= Tekst ter analyse =
Einde inhoudsopgave
Algemene landsverordening Landsbelastingen [Nederlandse Antillen]
Artikel 63a [Spontane verstrekking van inlichtingen]
Geldend
Geldend vanaf 20-09-2008
- Redactionele toelichting
De tekst van dit artikel, zoals deze luidde op 01-01-2009 is overgenomen uit Vakstudie Belastingen van de Koninkrijksdelen buiten Europa.
- Bronpublicatie:
26-08-2008, Publicatieblad Nederlandse Antillen 2008, 74 (uitgifte: 26-08-2008, kamerstukken/regelingnummer: -)
- Inwerkingtreding
20-09-2008
- Bronpublicatie inwerkingtreding:
26-08-2008, Publicatieblad Nederlandse Antillen 2008, 74 (uitgifte: 26-08-2008, kamerstukken/regelingnummer: -)
- Vakgebied(en)
Belastingen overzeese Koninkrijksdelen / Algemeen
1.
De Minister kan in overleg met de bevoegde autoriteit van een andere staat gevallen of groepen van gevallen aanwijzen waarin hij zonder voorafgaand verzoek inlichtingen zal verstrekken, alsmede de voorwaarden bepalen waaronder die verstrekking zal geschieden.
2.
De in het eerste lid bedoelde aanwijzingen en voorwaarden worden door plaatsing in het Publicatieblad bekend gemaakt.
3.
De Minister kan een bevoegde autoriteit van een andere staat uit eigen beweging inlichtingen verstrekken die voor haar van belang kunnen zijn bij de bepaling van een belastingschuld in de gevallen waarin:
- a.
vermoed wordt dat in de staat van de bevoegde autoriteit ten onrechte een vermindering, ontheffing, teruggaaf of vrijstelling van belasting zou worden verleend dan wel heffing van belasting ten onrechte achterwege zou blijven ingeval de inlichtingen niet zullen worden verstrekt;
- b.

= Fragmenten uit gegevens =
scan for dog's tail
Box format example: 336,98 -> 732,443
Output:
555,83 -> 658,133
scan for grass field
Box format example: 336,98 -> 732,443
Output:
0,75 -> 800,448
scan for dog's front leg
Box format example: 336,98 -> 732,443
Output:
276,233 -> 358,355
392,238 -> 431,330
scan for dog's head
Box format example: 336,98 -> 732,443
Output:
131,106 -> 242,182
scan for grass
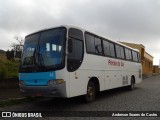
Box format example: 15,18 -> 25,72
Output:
0,53 -> 19,78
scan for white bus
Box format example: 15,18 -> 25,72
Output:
19,25 -> 142,102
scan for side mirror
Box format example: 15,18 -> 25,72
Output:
68,39 -> 73,53
14,45 -> 24,60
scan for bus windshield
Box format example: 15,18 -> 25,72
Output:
21,27 -> 66,71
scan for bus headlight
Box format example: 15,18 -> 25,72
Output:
19,80 -> 24,86
48,79 -> 64,85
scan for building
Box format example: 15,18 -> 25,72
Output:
120,42 -> 153,74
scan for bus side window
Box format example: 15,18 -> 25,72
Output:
132,51 -> 138,62
109,43 -> 115,57
103,40 -> 111,56
120,47 -> 125,59
94,37 -> 102,54
86,34 -> 95,53
67,28 -> 84,72
125,48 -> 129,60
116,45 -> 121,58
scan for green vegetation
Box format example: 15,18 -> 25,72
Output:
0,53 -> 19,78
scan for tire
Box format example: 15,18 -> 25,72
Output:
84,81 -> 96,102
128,78 -> 135,91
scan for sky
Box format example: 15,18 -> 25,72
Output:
0,0 -> 160,65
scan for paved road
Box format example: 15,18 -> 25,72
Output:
0,76 -> 160,120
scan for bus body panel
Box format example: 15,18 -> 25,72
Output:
19,26 -> 142,98
19,71 -> 68,97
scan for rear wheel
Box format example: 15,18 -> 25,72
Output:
128,77 -> 135,90
84,81 -> 96,102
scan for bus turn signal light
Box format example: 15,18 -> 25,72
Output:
48,79 -> 64,85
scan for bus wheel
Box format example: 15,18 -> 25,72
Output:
84,81 -> 96,102
128,77 -> 135,90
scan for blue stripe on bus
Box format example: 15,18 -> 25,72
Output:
19,71 -> 56,86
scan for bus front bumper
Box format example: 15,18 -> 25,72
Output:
20,82 -> 67,97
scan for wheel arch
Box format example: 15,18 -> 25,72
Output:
88,77 -> 100,93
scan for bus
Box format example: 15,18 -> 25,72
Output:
19,25 -> 142,102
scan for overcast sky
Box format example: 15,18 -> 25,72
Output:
0,0 -> 160,65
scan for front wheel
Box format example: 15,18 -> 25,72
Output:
128,78 -> 135,90
84,81 -> 96,102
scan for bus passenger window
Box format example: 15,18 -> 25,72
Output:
109,43 -> 115,57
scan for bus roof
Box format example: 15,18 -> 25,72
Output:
26,25 -> 139,52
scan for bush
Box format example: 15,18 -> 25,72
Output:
0,61 -> 19,78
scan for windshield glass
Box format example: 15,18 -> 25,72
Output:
22,34 -> 40,67
21,27 -> 66,70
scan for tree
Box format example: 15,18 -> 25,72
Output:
6,36 -> 24,60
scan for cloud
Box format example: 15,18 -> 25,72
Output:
0,0 -> 160,64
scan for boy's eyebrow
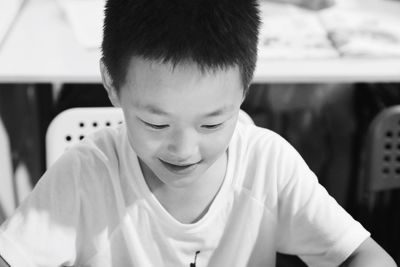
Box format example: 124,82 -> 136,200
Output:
141,105 -> 234,117
204,106 -> 234,117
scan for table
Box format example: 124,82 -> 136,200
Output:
0,0 -> 400,83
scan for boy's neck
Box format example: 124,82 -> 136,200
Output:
142,153 -> 228,223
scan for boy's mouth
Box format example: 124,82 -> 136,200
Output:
160,159 -> 201,174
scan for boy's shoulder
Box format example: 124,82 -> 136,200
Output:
234,122 -> 291,157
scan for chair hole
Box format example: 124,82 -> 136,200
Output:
383,155 -> 390,162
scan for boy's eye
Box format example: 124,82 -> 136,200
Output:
201,123 -> 222,130
143,121 -> 168,130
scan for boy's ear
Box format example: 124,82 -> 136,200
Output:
100,59 -> 121,107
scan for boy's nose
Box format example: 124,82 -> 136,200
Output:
167,130 -> 199,163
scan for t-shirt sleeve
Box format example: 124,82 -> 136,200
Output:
278,140 -> 370,267
0,152 -> 80,267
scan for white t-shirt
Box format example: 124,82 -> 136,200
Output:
0,123 -> 369,267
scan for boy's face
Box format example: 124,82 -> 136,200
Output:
103,58 -> 243,188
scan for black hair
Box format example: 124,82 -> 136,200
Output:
102,0 -> 260,93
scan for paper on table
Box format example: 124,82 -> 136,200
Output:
320,1 -> 400,57
258,2 -> 339,59
0,0 -> 24,45
59,0 -> 105,49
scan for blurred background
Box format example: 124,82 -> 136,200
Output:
0,0 -> 400,267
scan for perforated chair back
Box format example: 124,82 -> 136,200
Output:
357,105 -> 400,263
46,107 -> 124,167
365,106 -> 400,193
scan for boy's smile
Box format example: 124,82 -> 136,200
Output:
101,58 -> 243,195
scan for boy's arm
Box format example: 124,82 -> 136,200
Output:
340,237 -> 397,267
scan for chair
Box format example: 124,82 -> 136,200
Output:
46,107 -> 123,168
0,118 -> 16,224
46,107 -> 254,168
358,105 -> 400,263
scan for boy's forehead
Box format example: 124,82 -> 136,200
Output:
126,56 -> 240,82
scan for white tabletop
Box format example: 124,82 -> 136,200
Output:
0,0 -> 400,83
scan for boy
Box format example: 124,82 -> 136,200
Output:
0,0 -> 395,267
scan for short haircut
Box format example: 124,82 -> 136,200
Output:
102,0 -> 260,94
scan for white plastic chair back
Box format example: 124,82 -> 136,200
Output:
46,107 -> 124,168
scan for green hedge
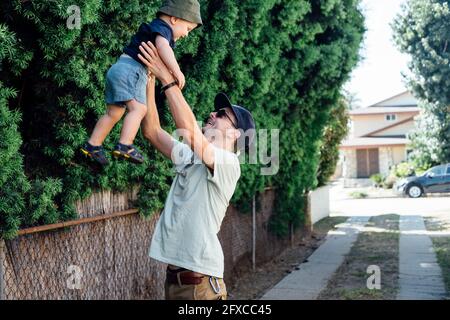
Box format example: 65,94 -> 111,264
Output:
0,0 -> 364,237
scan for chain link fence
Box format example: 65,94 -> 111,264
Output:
0,186 -> 165,300
0,190 -> 305,300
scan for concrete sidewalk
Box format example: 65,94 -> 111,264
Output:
261,217 -> 370,300
397,216 -> 446,300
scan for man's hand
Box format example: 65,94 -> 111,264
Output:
173,70 -> 186,90
138,41 -> 175,85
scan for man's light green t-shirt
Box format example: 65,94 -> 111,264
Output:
150,139 -> 241,278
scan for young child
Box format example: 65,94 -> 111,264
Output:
81,0 -> 202,165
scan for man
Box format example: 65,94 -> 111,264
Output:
140,43 -> 255,300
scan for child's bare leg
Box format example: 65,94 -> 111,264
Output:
88,104 -> 125,146
119,99 -> 147,145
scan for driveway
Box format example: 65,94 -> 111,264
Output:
330,183 -> 450,217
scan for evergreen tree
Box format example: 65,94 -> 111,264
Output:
393,0 -> 450,165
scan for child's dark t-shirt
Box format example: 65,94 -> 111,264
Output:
123,19 -> 175,64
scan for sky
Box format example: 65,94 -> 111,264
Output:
345,0 -> 409,107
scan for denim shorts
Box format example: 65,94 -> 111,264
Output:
105,55 -> 147,107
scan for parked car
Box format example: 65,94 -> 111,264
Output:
394,163 -> 450,198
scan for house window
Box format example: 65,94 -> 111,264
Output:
386,114 -> 397,121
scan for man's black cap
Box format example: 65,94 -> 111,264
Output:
214,92 -> 255,150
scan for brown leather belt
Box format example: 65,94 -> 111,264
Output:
166,268 -> 205,285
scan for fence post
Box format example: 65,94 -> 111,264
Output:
252,195 -> 256,271
305,191 -> 313,234
0,239 -> 6,300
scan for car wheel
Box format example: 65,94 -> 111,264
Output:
406,185 -> 423,198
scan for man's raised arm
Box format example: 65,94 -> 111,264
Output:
139,42 -> 214,169
141,75 -> 173,159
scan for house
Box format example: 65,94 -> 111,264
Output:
340,91 -> 419,186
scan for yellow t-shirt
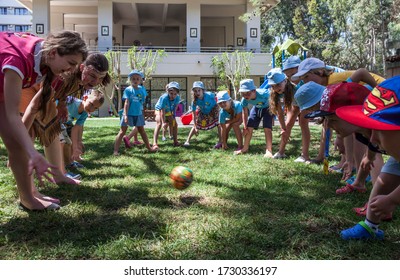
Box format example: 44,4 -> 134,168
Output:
328,71 -> 385,85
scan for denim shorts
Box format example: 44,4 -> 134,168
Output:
247,106 -> 273,129
381,157 -> 400,176
120,115 -> 145,127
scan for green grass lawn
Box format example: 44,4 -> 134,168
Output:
0,118 -> 400,260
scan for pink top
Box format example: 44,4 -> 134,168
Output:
0,32 -> 43,102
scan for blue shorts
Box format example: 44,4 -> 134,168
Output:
381,157 -> 400,176
247,106 -> 273,129
120,115 -> 145,127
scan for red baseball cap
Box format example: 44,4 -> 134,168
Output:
305,82 -> 370,119
336,76 -> 400,130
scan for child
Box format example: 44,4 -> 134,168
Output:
64,89 -> 104,169
0,31 -> 87,211
183,81 -> 222,148
153,82 -> 181,149
234,79 -> 272,158
295,82 -> 383,203
217,91 -> 243,151
266,68 -> 300,159
336,76 -> 400,240
292,57 -> 385,166
114,70 -> 155,155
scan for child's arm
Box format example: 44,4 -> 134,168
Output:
22,86 -> 43,130
350,68 -> 377,88
226,114 -> 242,124
122,98 -> 129,124
242,107 -> 249,135
71,125 -> 83,161
220,123 -> 228,150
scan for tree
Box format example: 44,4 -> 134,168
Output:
211,50 -> 253,99
104,51 -> 122,116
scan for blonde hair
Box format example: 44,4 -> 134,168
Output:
269,79 -> 296,115
88,89 -> 105,106
39,31 -> 88,115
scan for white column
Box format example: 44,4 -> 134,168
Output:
50,12 -> 64,32
97,0 -> 113,52
32,0 -> 50,37
246,1 -> 261,52
186,1 -> 201,52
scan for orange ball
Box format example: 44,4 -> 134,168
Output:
169,166 -> 193,190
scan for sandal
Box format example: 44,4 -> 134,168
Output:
336,184 -> 367,194
328,165 -> 343,173
340,221 -> 385,240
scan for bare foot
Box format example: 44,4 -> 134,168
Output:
233,149 -> 247,155
54,175 -> 81,185
20,197 -> 60,211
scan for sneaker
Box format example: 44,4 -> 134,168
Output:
340,221 -> 385,240
346,175 -> 356,185
64,172 -> 82,180
264,150 -> 274,158
122,136 -> 132,149
214,142 -> 222,149
66,161 -> 85,169
294,156 -> 308,163
273,152 -> 286,159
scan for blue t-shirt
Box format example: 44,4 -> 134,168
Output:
241,88 -> 270,109
192,92 -> 217,115
122,86 -> 147,116
155,92 -> 181,113
67,98 -> 88,126
219,100 -> 243,123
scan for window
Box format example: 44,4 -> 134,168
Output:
15,25 -> 32,32
14,8 -> 29,16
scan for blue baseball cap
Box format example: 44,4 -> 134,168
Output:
294,82 -> 325,111
217,90 -> 231,103
239,79 -> 256,92
292,57 -> 330,81
128,69 -> 144,79
282,55 -> 301,71
192,81 -> 206,90
167,82 -> 181,91
336,76 -> 400,130
265,68 -> 286,85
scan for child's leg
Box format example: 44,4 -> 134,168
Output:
135,126 -> 152,151
232,122 -> 243,150
153,111 -> 162,146
127,126 -> 139,142
169,116 -> 179,145
44,137 -> 80,184
114,126 -> 128,155
264,128 -> 272,154
278,106 -> 299,155
299,112 -> 311,160
185,127 -> 196,143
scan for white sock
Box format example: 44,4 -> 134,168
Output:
364,219 -> 379,232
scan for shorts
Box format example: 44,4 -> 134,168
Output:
381,157 -> 400,176
196,105 -> 219,130
247,106 -> 273,129
120,115 -> 146,127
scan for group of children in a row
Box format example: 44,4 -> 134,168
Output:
0,31 -> 400,239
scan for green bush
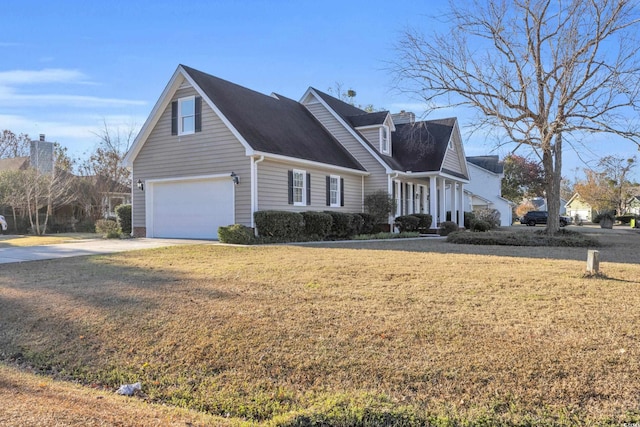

= Voltooi het volgende =
**a)** Noem de vormen van belastingvoordeel die onderdeel a van het wetsartikel over spontane verstrekking van inlichtingen opsomt.
**b)** Vervolg graag het wetsartikel over spontane verstrekking van inlichtingen vanaf het punt waar de tekst ophoudt.

= Oefenresultaten =
**a)** vermindering, ontheffing, teruggaaf, vrijstelling

**b)**
in de Nederlandse Antillen een vermindering, ontheffing, teruggaaf of vrijstelling van belasting is verleend die van invloed kan zijn op de belastingheffing in de staat van de bevoegde autoriteit;
- c.
in de Nederlandse Antillen rechtshandelingen of andere handelingen zijn verricht met het doel de heffing van belasting in de staat van de bevoegde autoriteit geheel of ten dele onmogelijk te maken;
- d.
zulks naar het oordeel van de Minister is geboden.
4.
De Minister zendt degene op wie de inlichtingen betrekking hebben zijn besluit de inlichtingen te verstrekken toe en geeft daarbij een omschrijving van de te verstrekken inlichtingen, onder vermelding van de bevoegde autoriteit aan wie de inlichtingen zullen worden verstrekt.
5.
Voor de toepassing van het eerste en het derde lid is artikel 62, eerste en derde tot en met het zesde lid, van overeenkomstige toepassing.